* _Task objective_
Reproduce each line of the material below verbatim, from the first line to the last.

* _Information provided_

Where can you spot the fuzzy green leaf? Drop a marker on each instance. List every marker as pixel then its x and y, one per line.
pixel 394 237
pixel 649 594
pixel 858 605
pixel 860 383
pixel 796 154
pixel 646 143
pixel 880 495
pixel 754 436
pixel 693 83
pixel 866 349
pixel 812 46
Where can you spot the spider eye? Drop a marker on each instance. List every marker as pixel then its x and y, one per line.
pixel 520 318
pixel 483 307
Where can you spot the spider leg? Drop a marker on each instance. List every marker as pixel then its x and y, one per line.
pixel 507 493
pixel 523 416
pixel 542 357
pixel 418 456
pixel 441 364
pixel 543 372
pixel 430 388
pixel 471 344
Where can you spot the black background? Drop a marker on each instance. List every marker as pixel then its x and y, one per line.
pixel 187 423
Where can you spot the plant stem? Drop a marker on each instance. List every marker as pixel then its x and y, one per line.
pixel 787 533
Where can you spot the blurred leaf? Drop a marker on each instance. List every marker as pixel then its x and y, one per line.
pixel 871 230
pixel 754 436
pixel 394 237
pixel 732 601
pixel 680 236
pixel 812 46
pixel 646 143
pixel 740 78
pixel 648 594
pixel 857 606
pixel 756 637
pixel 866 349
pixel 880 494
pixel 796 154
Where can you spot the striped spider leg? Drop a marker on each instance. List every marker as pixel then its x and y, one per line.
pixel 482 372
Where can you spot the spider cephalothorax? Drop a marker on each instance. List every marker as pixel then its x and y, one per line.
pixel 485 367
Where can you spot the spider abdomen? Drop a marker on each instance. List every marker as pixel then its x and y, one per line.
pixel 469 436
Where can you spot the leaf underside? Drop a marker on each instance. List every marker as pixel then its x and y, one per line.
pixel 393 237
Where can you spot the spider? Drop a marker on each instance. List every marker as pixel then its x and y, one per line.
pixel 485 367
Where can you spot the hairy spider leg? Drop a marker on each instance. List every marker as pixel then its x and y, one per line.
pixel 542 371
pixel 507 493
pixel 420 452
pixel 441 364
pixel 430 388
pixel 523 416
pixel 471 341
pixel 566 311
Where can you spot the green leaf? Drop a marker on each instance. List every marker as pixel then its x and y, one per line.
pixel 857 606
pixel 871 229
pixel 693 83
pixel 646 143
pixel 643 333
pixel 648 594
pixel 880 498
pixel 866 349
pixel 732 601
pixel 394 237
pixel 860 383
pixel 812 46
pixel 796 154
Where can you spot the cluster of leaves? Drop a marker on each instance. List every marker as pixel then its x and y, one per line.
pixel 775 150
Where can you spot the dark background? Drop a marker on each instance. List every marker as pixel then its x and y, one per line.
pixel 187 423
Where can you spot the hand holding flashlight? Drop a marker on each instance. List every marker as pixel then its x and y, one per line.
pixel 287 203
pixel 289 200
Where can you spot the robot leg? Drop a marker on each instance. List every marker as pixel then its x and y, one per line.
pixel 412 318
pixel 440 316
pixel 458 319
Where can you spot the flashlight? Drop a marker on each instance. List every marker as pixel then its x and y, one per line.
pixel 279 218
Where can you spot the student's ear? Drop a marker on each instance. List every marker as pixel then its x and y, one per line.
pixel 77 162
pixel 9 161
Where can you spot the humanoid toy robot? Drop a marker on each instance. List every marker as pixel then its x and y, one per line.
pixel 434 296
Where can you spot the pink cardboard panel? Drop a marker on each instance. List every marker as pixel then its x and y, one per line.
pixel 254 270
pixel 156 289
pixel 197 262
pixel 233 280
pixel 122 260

* _Output_
Where can you spot the fuzzy green leaf? Drop a marker on each instance. List every marker as pixel then its x and y, one per line.
pixel 394 237
pixel 649 594
pixel 858 605
pixel 860 383
pixel 796 154
pixel 646 143
pixel 880 495
pixel 754 436
pixel 693 83
pixel 866 349
pixel 812 46
Where can you spot the spider eye? Drop a marker on each instance. List every marker as pixel then its x and y, one per line.
pixel 520 318
pixel 483 307
Where can you spot the spider leg? Drop a marker on each instance. List every marker as pixel then its x and y, one per line.
pixel 507 493
pixel 523 416
pixel 542 357
pixel 418 456
pixel 441 364
pixel 543 372
pixel 430 388
pixel 471 344
Where can you spot the black background? Drop a marker on each instance. List every marker as pixel then its x and y, one per line.
pixel 187 423
Where can you spot the plant stem? Drop a marker on each instance. List every marker as pixel then its x and y, one per line.
pixel 787 533
Where can you spot the blurred leaf? Drop a marker on each instance. List every marker as pixel then its x and y, one per line.
pixel 871 230
pixel 754 436
pixel 394 237
pixel 732 601
pixel 680 236
pixel 812 46
pixel 646 143
pixel 740 78
pixel 648 594
pixel 857 606
pixel 756 637
pixel 866 349
pixel 880 494
pixel 796 154
Where can you spot the striped spider leg? Drop a marker on each instance. List every marker as pixel then its x and y, one per line.
pixel 482 372
Where can you spot the spider cephalothorax? Drop a marker on each instance. List every marker as pixel then its x and y, one per line.
pixel 485 367
Where can you spot the spider abdomen? Drop a marker on each instance. List every marker as pixel then its x and y, one per line.
pixel 469 436
Where can you spot the leaf underside? Drop a marker on each instance. List every marker as pixel then its x and y, one per line.
pixel 393 237
Where can you spot the spider? Drop a marker on each instance. List every marker as pixel then its x and y, one per line.
pixel 485 367
Where can you spot the hairy spider leg? Drop a marker on each instance. List every marker as pixel then its x and y, one per line.
pixel 542 371
pixel 507 493
pixel 420 452
pixel 441 364
pixel 430 388
pixel 523 416
pixel 471 341
pixel 566 311
Where can you spot the green leaf? Drop a marker on each instance. List every marker as pixel then its x and y, one per line.
pixel 857 606
pixel 871 229
pixel 693 83
pixel 646 143
pixel 643 333
pixel 648 594
pixel 880 498
pixel 866 349
pixel 732 601
pixel 394 237
pixel 860 383
pixel 812 46
pixel 796 154
Where can you spot the cluster of leaves? Drop a marker on each instance. List every marker as pixel then its x and y, one per line.
pixel 775 150
Where can you spot the dark background? Drop a marker on each instance. List every marker as pixel then its x and y, one per line.
pixel 187 423
Where can you spot the hand holding flashlight? Drop a marker on each instance. List every marker as pixel then its x and y, one per line.
pixel 287 203
pixel 289 200
Where can you spot the robot leg? Drop a marker on each instance. List every marker as pixel then its x and y, one per line.
pixel 412 318
pixel 440 316
pixel 458 319
Where can you spot the flashlight? Drop a marker on each instance. List every marker as pixel then its x and y, one per line.
pixel 279 218
Where can you spot the student's ear? Drop a marker on each instance. List every marker as pixel then its x and y, one per line.
pixel 77 162
pixel 9 161
Where can you spot the humanoid toy robot? Drop a marker on each instance. List every marker as pixel then its x and y, one per line.
pixel 434 296
Where can you spot the pink cardboard panel? Drop a marker on each instance. List every marker as pixel then its x and y, one per line.
pixel 254 270
pixel 156 289
pixel 197 262
pixel 233 280
pixel 122 260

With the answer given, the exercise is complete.